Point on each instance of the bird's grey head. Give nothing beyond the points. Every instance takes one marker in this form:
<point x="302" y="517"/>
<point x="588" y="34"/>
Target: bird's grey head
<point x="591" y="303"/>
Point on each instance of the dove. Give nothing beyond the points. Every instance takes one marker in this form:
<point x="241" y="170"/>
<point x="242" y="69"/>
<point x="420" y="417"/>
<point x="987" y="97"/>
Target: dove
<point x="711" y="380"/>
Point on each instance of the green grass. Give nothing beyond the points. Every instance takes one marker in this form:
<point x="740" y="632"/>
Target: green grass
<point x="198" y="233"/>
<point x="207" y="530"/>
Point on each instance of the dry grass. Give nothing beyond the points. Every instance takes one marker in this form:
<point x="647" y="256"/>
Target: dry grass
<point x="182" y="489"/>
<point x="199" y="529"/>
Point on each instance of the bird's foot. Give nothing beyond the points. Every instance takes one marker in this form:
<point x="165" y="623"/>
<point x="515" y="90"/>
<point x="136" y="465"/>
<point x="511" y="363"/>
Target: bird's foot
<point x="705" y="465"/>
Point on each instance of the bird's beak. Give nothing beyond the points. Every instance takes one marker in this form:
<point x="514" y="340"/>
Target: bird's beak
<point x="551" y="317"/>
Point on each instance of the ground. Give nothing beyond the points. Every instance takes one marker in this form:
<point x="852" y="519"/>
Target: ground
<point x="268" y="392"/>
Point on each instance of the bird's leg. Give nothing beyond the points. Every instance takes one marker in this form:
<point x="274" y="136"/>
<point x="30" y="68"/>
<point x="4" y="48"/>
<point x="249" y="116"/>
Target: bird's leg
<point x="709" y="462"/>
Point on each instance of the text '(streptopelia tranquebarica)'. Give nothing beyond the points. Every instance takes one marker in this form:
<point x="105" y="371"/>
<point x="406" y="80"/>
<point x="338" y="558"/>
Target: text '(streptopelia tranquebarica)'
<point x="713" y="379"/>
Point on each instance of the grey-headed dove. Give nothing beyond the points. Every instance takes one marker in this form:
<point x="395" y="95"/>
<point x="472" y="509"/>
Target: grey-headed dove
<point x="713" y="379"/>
* * *
**About this exercise**: Both end lines included, restate word for word the lines above from the line with "Point on each instance of the dove." to the line with "Point on each instance of the ground.", and nothing else.

**Response to this task**:
Point on each instance of the dove. Give nothing beyond the points. Every instance takes one marker in this form:
<point x="241" y="170"/>
<point x="242" y="69"/>
<point x="420" y="417"/>
<point x="987" y="97"/>
Target: dove
<point x="711" y="380"/>
Point on each instance of the green grass. Give nothing beyond the points. Every instance takes one marker in this form:
<point x="740" y="632"/>
Target: green grass
<point x="198" y="233"/>
<point x="207" y="530"/>
Point on each instance of the dry grass. Give nothing beyond the points. Every instance takes one marker in this form:
<point x="647" y="256"/>
Target: dry grass
<point x="182" y="489"/>
<point x="199" y="529"/>
Point on each instance of the bird's foot. Give nothing beyond the points. Every instance takes one marker in this form:
<point x="165" y="623"/>
<point x="515" y="90"/>
<point x="136" y="465"/>
<point x="511" y="363"/>
Target: bird's foot
<point x="705" y="465"/>
Point on each instance of the bird's beak. Give nothing beyond the points. Every instance takes one marker in this form:
<point x="514" y="340"/>
Target: bird's beak
<point x="551" y="317"/>
Point on each instance of the ground. Give nothing beyond the points. Every instance takes one marker in this form:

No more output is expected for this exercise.